Listed entries below:
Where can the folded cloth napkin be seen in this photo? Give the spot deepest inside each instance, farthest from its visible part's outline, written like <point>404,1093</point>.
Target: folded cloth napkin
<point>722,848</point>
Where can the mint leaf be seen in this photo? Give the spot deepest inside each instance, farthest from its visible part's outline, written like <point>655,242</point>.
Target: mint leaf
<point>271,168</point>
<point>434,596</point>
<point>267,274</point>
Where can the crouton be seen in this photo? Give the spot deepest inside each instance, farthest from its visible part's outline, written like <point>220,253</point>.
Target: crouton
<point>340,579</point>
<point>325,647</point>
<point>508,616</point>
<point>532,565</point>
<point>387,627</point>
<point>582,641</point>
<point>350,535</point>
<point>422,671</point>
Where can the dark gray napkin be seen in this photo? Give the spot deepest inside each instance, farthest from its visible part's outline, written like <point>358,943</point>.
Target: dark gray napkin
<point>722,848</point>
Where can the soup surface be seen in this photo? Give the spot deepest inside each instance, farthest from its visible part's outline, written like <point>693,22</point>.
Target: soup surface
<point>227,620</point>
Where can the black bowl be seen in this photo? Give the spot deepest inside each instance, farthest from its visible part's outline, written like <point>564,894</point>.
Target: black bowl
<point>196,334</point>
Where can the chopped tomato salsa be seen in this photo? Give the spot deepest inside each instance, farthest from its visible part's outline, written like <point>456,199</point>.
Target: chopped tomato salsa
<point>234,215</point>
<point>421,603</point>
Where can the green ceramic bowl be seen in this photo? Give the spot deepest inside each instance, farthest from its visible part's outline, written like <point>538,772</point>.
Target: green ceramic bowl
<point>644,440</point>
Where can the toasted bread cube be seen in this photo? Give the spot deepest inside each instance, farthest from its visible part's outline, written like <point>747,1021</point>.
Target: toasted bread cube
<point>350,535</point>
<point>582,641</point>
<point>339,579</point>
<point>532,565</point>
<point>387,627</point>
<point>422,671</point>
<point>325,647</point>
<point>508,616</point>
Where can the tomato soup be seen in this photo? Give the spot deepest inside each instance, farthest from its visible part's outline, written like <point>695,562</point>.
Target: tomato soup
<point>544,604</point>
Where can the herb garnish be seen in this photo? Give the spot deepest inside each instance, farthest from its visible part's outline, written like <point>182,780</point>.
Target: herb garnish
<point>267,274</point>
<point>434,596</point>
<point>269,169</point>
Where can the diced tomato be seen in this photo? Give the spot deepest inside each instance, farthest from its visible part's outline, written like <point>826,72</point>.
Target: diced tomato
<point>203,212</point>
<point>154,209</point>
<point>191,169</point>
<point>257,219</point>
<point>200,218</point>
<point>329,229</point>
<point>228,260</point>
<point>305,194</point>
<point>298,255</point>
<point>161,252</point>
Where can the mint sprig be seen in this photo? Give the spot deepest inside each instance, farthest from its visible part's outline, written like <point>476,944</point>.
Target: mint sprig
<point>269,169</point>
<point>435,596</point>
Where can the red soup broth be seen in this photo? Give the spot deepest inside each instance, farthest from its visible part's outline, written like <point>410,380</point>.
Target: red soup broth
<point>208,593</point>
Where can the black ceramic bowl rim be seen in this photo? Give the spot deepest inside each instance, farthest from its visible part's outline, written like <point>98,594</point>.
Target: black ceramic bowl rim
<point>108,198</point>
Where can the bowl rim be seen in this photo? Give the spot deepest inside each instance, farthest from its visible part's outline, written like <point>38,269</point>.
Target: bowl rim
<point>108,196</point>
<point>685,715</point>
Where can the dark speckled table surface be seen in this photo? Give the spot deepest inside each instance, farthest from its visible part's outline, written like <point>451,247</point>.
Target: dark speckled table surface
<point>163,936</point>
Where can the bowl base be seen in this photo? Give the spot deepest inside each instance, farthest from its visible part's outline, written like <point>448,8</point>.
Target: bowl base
End of Listed entries.
# Exercise objective:
The whole block of entries above should be repeated exactly.

# Solution to this task:
Where can the folded cloth napkin be seen in this photo? Give the spot deepest inside each instance, farthest from its visible part's outline, written like <point>404,1093</point>.
Target: folded cloth napkin
<point>722,848</point>
Where can the mint leaf be seen in this photo? Give the spot deepest inside each instance, farthest from its visible part's outline, written like <point>655,242</point>.
Target: mint leaf
<point>271,168</point>
<point>434,596</point>
<point>267,274</point>
Where can the crouton be seen in this photo? Give the spot deepest inside each instance, farthest from its visible part's outline, written like <point>220,253</point>.
Target: crouton
<point>340,579</point>
<point>325,647</point>
<point>508,616</point>
<point>532,565</point>
<point>387,627</point>
<point>582,641</point>
<point>350,535</point>
<point>422,671</point>
Where can the dark gray napkin be seen in this photo? Give the spot deepest inside each instance, farthest from its visible part's outline, written like <point>358,943</point>.
Target: dark gray napkin
<point>722,848</point>
Where can the soup surface be seen in this photo? Give the spot deepest inside each instance, farthest from its visible part's outline, written like <point>693,22</point>.
Target: soup surface
<point>227,620</point>
Where can the black bowl be seen in this photo? Give the spot deepest inside each instance, farthest from its visible part's outline, written like <point>564,894</point>.
Target: black bowl
<point>196,334</point>
Where can the chopped tomato salsa be seen in this photo? Give the spot deepest inside each instance, farthest from its visible part's outline, written like <point>456,199</point>.
Target: chopped tomato salsa
<point>234,215</point>
<point>421,603</point>
Where can the green ceramic bowl be seen in this photo? Give the spot deepest inside each instance, farthest from its visible part's outline, written like <point>538,772</point>.
Target: green ceramic bowl
<point>644,440</point>
Where can the toasted bread cube be seen in this photo? Give the spot deepest inside each instance, farthest from its visible part's outline, written like <point>747,1021</point>.
Target: toasted bread cube
<point>350,535</point>
<point>582,641</point>
<point>339,579</point>
<point>532,565</point>
<point>387,627</point>
<point>422,671</point>
<point>325,647</point>
<point>508,616</point>
Where can the tomato soup be seen in this photo? Give the spot deepest inside each instance, farthest from its visible part's outline, written like <point>695,562</point>.
Target: tomato soup
<point>544,604</point>
Where can the herb garnish be seen in this photo? Give the spot deepest inside each instance, farthest from its visible part's outline, written like <point>182,780</point>.
Target: herb garnish
<point>267,274</point>
<point>434,596</point>
<point>269,169</point>
Where can the diced tomato be seen in this photo? Give the spot deepest inside each instance, farthest from its visible part's outline, written like <point>826,72</point>.
Target: diced tomato
<point>203,212</point>
<point>154,209</point>
<point>191,169</point>
<point>257,219</point>
<point>200,218</point>
<point>329,229</point>
<point>228,260</point>
<point>305,194</point>
<point>298,255</point>
<point>161,252</point>
Where can the mint sprig be seen in this photo? Give the spot deepest inside each instance, farthest from its visible part's outline, written like <point>476,944</point>.
Target: mint sprig
<point>269,169</point>
<point>435,596</point>
Where can the red soup broth be seen in this photo? Give the spot deepest inside each instance, farthest from its visible part's outline, written like <point>410,380</point>.
Target: red soup broth
<point>208,593</point>
Where can the black ceramic bowl rim be seen in this photo? Give the spot deepest inside each instance, farthest from its visible part's outline, written like <point>98,594</point>.
Target: black ceramic bowl rim
<point>108,198</point>
Where can the bowl rim be seen in this photo? Give the spot deepest inside each instance, farthest from its visible part's outline, written like <point>38,269</point>.
Target: bowl rim
<point>108,196</point>
<point>685,715</point>
Where can the dark speckled table surface be seen in this photo? Give the spot deepest inside each instance, farthest from its visible part's outline, written like <point>451,247</point>.
Target: dark speckled table surface
<point>163,936</point>
Where can the bowl base be seen in this photo? Give the spot deepest inside each instance, farthest from its visible part's outline, written like <point>448,8</point>.
Target: bowl base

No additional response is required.